Action item:
Lines below that include the word "electrical" should each be copied.

(Photo-based referring expression data)

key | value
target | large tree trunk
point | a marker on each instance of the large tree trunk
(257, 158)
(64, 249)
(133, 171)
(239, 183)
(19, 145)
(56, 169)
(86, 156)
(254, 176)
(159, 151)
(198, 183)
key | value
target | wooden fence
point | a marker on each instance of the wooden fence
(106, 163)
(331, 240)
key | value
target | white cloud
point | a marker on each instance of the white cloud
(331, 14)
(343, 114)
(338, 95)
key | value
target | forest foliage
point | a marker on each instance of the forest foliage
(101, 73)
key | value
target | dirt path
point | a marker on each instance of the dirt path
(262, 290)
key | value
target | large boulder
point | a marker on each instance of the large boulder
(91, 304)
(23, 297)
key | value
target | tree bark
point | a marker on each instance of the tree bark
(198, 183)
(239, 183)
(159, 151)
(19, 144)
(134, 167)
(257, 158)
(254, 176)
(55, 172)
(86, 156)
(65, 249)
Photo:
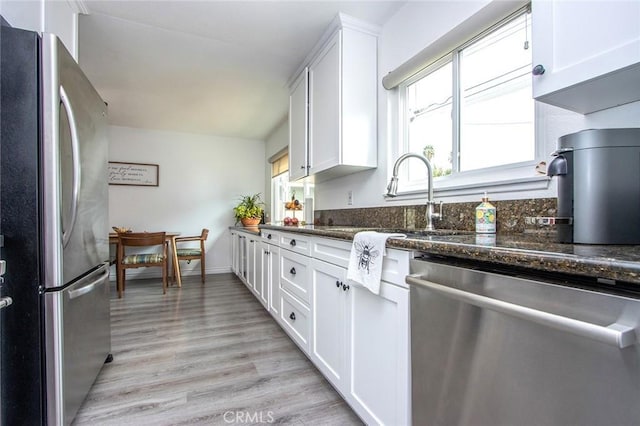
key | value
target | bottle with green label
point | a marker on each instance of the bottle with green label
(485, 217)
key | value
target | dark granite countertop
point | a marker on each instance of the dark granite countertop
(533, 251)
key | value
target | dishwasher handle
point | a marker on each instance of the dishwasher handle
(618, 335)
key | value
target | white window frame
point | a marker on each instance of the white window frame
(516, 177)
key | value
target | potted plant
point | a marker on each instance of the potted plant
(249, 210)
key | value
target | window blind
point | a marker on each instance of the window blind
(476, 23)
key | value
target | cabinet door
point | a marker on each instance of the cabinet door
(379, 356)
(234, 252)
(274, 280)
(325, 108)
(251, 262)
(590, 52)
(329, 321)
(263, 274)
(242, 258)
(298, 127)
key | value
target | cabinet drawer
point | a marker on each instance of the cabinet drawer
(332, 251)
(295, 319)
(296, 242)
(395, 267)
(295, 274)
(270, 237)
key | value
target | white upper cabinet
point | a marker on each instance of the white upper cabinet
(298, 127)
(586, 54)
(335, 132)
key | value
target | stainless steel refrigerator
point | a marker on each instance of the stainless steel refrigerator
(56, 334)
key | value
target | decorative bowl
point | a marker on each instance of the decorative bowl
(120, 230)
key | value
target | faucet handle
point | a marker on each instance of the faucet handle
(438, 215)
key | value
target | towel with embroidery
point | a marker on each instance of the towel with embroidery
(365, 260)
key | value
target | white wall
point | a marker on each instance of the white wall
(411, 29)
(52, 16)
(201, 179)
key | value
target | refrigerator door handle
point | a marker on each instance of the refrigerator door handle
(5, 301)
(75, 153)
(88, 288)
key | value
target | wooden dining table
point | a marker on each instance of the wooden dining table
(171, 239)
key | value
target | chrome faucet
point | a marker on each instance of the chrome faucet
(392, 188)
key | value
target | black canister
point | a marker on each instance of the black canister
(598, 173)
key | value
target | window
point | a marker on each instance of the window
(472, 110)
(282, 192)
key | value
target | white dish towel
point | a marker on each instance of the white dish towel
(365, 260)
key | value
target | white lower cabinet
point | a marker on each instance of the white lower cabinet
(295, 318)
(251, 246)
(261, 284)
(358, 340)
(270, 274)
(331, 311)
(378, 358)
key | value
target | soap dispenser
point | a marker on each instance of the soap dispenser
(485, 217)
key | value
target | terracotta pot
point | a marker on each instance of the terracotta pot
(249, 221)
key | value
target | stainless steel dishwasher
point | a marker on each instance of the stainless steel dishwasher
(499, 347)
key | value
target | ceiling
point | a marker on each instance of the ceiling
(207, 67)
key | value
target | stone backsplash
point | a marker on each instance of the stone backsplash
(461, 216)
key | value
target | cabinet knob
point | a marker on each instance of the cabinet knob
(538, 70)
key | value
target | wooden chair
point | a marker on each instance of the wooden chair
(190, 252)
(125, 261)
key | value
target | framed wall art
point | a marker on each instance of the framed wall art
(138, 174)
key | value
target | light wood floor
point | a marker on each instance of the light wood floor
(205, 355)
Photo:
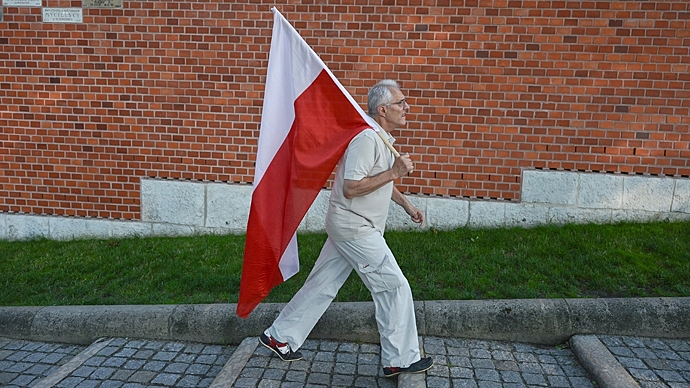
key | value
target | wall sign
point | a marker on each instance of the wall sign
(101, 3)
(22, 3)
(62, 15)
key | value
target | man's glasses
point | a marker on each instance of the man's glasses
(400, 103)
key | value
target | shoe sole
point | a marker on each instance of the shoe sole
(277, 352)
(404, 371)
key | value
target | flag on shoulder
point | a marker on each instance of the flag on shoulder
(307, 122)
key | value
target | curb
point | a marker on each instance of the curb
(538, 321)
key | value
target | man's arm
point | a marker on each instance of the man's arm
(416, 215)
(364, 186)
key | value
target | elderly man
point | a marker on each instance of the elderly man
(355, 223)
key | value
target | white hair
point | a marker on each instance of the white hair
(380, 94)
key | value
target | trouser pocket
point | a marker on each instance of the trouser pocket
(382, 277)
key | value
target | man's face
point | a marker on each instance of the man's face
(394, 113)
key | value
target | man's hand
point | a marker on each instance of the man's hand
(417, 216)
(402, 165)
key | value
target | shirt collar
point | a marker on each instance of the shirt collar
(390, 138)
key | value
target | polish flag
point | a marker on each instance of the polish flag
(307, 123)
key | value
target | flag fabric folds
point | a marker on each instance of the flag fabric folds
(307, 122)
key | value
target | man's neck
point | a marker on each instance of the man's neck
(381, 123)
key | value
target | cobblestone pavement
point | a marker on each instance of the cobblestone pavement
(131, 363)
(652, 362)
(120, 362)
(457, 363)
(473, 363)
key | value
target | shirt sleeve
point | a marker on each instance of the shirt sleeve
(360, 157)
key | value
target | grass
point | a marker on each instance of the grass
(574, 261)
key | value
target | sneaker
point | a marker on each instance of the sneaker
(282, 349)
(420, 366)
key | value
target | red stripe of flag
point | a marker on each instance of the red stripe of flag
(325, 120)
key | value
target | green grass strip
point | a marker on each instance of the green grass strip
(573, 261)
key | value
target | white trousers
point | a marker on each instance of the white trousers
(373, 261)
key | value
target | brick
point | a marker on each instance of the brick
(142, 96)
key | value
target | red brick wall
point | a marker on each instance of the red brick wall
(173, 89)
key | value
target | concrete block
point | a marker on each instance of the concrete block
(70, 228)
(227, 206)
(525, 215)
(600, 191)
(600, 363)
(539, 321)
(486, 214)
(643, 317)
(558, 187)
(447, 214)
(575, 215)
(172, 230)
(174, 202)
(315, 219)
(25, 227)
(674, 217)
(398, 219)
(648, 193)
(85, 324)
(211, 323)
(129, 229)
(634, 215)
(15, 322)
(681, 196)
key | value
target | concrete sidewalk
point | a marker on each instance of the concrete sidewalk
(500, 343)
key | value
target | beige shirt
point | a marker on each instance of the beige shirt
(351, 219)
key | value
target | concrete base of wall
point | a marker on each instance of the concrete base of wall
(180, 208)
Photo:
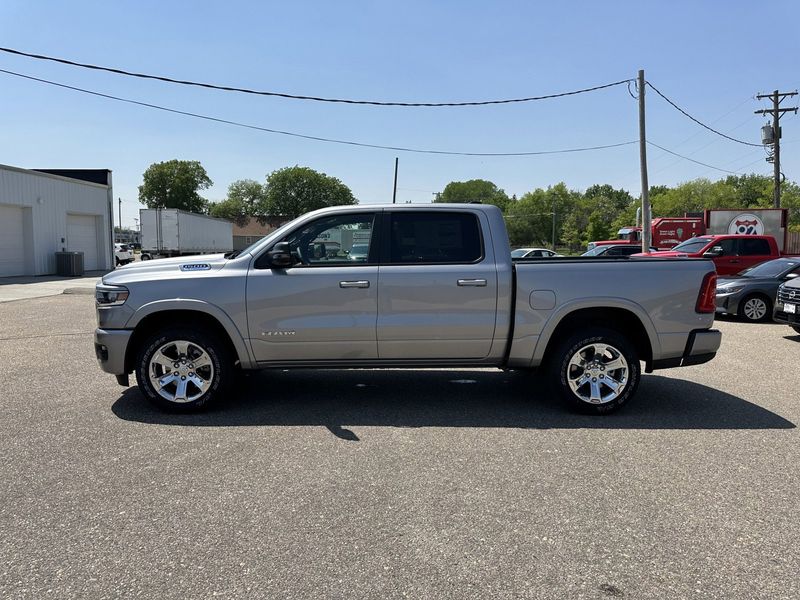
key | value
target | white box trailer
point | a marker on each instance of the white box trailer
(173, 232)
(749, 221)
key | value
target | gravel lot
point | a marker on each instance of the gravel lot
(383, 484)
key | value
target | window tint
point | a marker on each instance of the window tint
(336, 240)
(753, 247)
(434, 238)
(728, 247)
(623, 250)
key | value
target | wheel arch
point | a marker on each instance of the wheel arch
(626, 320)
(195, 314)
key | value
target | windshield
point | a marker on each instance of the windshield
(692, 245)
(772, 268)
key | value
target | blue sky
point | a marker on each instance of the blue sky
(709, 57)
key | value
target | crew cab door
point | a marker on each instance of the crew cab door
(437, 292)
(324, 307)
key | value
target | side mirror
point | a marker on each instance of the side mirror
(280, 256)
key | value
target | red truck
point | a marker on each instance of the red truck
(668, 232)
(730, 253)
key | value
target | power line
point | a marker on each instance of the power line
(309, 137)
(679, 109)
(226, 88)
(691, 159)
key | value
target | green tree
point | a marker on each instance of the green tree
(530, 219)
(175, 184)
(474, 190)
(293, 191)
(246, 199)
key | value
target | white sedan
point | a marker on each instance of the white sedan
(533, 253)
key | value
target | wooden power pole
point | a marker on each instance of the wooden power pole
(643, 163)
(776, 113)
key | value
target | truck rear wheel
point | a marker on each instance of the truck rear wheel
(183, 370)
(595, 370)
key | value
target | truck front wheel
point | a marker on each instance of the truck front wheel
(595, 370)
(183, 370)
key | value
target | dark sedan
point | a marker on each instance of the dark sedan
(750, 294)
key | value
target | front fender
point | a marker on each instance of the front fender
(157, 306)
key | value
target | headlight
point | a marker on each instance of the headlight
(110, 295)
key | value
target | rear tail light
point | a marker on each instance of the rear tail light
(706, 300)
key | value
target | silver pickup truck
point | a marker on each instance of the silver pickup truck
(402, 286)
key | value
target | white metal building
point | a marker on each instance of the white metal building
(42, 213)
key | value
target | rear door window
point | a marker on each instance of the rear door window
(434, 237)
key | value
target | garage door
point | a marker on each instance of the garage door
(82, 237)
(12, 249)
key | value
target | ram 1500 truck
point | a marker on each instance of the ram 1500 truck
(436, 287)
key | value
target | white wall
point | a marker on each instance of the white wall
(48, 199)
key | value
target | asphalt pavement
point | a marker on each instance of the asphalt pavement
(393, 483)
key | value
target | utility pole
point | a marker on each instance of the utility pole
(776, 112)
(643, 165)
(394, 190)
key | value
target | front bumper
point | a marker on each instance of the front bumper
(782, 316)
(701, 346)
(110, 346)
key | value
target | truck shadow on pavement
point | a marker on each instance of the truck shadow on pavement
(340, 400)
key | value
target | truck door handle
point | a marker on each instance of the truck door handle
(472, 282)
(347, 284)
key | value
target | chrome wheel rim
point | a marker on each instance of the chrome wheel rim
(755, 309)
(181, 371)
(597, 373)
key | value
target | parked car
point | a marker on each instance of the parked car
(730, 253)
(359, 252)
(438, 289)
(533, 253)
(750, 294)
(122, 254)
(787, 304)
(615, 250)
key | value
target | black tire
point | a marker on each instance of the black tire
(560, 372)
(217, 376)
(751, 307)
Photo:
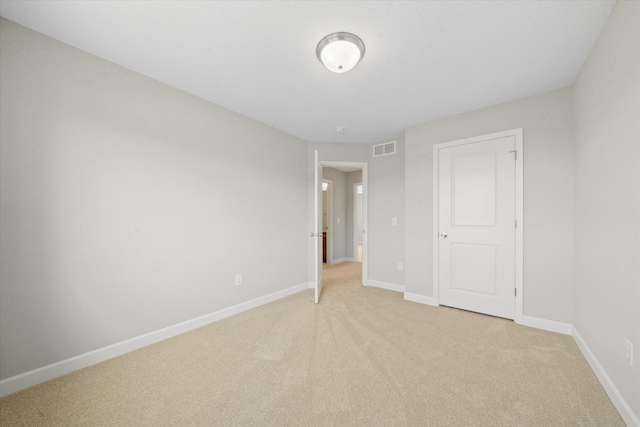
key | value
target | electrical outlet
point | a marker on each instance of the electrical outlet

Response to this task:
target | electrical outlet
point | a marker on each instance of the electrical outlet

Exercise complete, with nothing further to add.